Exercise input section start
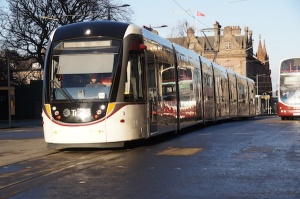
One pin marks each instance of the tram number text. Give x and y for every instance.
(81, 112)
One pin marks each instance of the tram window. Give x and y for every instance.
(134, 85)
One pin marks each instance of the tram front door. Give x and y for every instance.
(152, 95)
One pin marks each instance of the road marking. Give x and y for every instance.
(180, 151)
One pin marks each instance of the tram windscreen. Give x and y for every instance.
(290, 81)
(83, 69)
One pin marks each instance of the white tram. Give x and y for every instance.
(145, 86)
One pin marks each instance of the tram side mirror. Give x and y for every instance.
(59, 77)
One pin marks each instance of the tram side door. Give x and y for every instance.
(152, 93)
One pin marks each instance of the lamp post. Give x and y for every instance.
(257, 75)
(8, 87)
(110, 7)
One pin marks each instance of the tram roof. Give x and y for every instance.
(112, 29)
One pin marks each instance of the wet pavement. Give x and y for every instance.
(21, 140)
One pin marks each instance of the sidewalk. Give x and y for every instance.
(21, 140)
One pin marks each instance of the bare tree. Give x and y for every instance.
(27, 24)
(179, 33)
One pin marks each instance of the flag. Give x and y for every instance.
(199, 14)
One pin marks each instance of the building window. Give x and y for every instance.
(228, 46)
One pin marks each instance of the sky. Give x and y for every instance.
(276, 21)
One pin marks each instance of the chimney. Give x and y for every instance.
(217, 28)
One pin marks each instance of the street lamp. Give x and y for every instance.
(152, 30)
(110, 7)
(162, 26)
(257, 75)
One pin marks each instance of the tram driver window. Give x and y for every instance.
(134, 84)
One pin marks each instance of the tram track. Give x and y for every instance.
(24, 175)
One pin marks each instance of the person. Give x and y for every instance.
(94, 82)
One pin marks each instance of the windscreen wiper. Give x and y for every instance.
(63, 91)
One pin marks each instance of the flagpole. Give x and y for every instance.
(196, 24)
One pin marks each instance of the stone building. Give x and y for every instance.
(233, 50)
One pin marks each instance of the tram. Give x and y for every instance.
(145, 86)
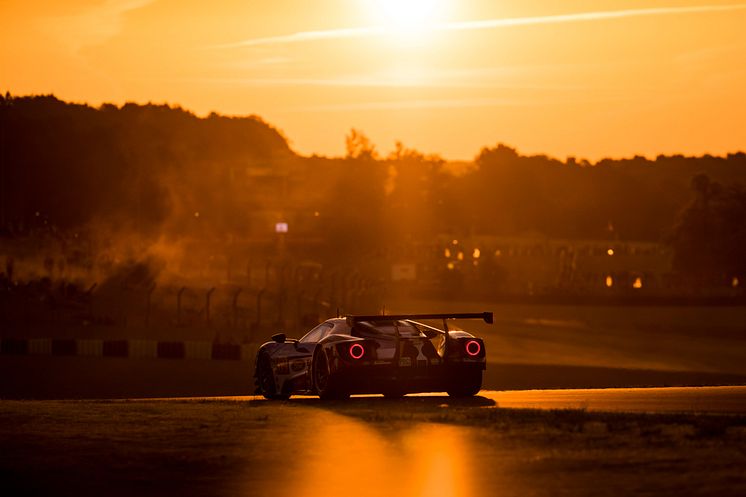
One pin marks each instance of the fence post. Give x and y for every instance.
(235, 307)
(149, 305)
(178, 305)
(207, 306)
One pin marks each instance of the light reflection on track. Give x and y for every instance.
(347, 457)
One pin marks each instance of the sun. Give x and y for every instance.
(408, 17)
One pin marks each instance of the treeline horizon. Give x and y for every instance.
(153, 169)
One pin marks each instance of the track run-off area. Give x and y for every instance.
Exercise input section end
• _Assigned task_
Every entry above should be restated word for word, with the images left out.

• _Task response_
One pin marks each instance of the tram number text. Give x and y for every instance.
(81, 112)
One pin marks each instance of the tram window. Give x and y for every instance.
(134, 85)
One pin marks each instance of the tram front door. Give x and y for every instance.
(152, 95)
One pin marks each instance of the road marking. Give x and y for every instance.
(180, 151)
One pin marks each instance of the tram windscreen. Give x and y for every instance.
(290, 81)
(83, 69)
One pin marks each instance of the white tram. Give x and y for every instance.
(145, 86)
One pin marks each instance of the tram side mirror. Give x and y for every instance.
(59, 77)
One pin marks each instance of the tram side door. Give x and y for every instance.
(152, 93)
One pin marks each instance of the lamp post. Give x and y for every instance.
(257, 75)
(8, 87)
(110, 7)
One pin marks each instance of the tram roof. Give x and y for every instance.
(112, 29)
One pin marks each instance of the wet pavement. Give x and y for every instance.
(21, 140)
One pin marks each instance of the sidewalk. Give x and y for every instance.
(21, 140)
One pin marks each instance of the bare tree. Give x and y for every instance.
(27, 24)
(179, 33)
One pin marks each instance of the flag. Give x and y for every instance.
(199, 14)
One pin marks each instance of the building window. Give x and y for every instance.
(228, 46)
One pin marks each instance of the sky. Give x and y for every instance.
(276, 21)
One pin marks each instance of the chimney. Give x and y for every instance.
(217, 28)
One pin marks each instance of the street lamp. Give x and y for every instance.
(152, 30)
(110, 7)
(162, 26)
(257, 75)
One pin marks each instance of the tram driver window. Give x and y for every instance.
(134, 84)
One pin marks each instance of the tram track. Give x and y for every instance.
(24, 175)
One pin marks each instance of the person. Give x and y for every instance.
(94, 82)
One pin marks each instance of the windscreen wiper. Give x and y for every instance.
(63, 91)
One pin marks each instance of the flagpole. Give x and y for every instance.
(196, 24)
One pin marks each instance of the stone building. Give x and y for every instance.
(233, 50)
One pin marks each instance of the tram. Give x and y for every instance.
(145, 86)
One pin marks each instance of the fence post. Give x and y for every instance.
(235, 307)
(149, 305)
(178, 305)
(207, 306)
One pin marks each instance of the light reflection on track. Give x and y for every instance.
(347, 457)
One pin marks each instance of the sun. Give x and y for every instance.
(408, 17)
One pin marks each instance of the treeline horizon. Give x and y for every instance.
(153, 169)
One pin marks each instance of the track run-off area. Give x and y for every instance.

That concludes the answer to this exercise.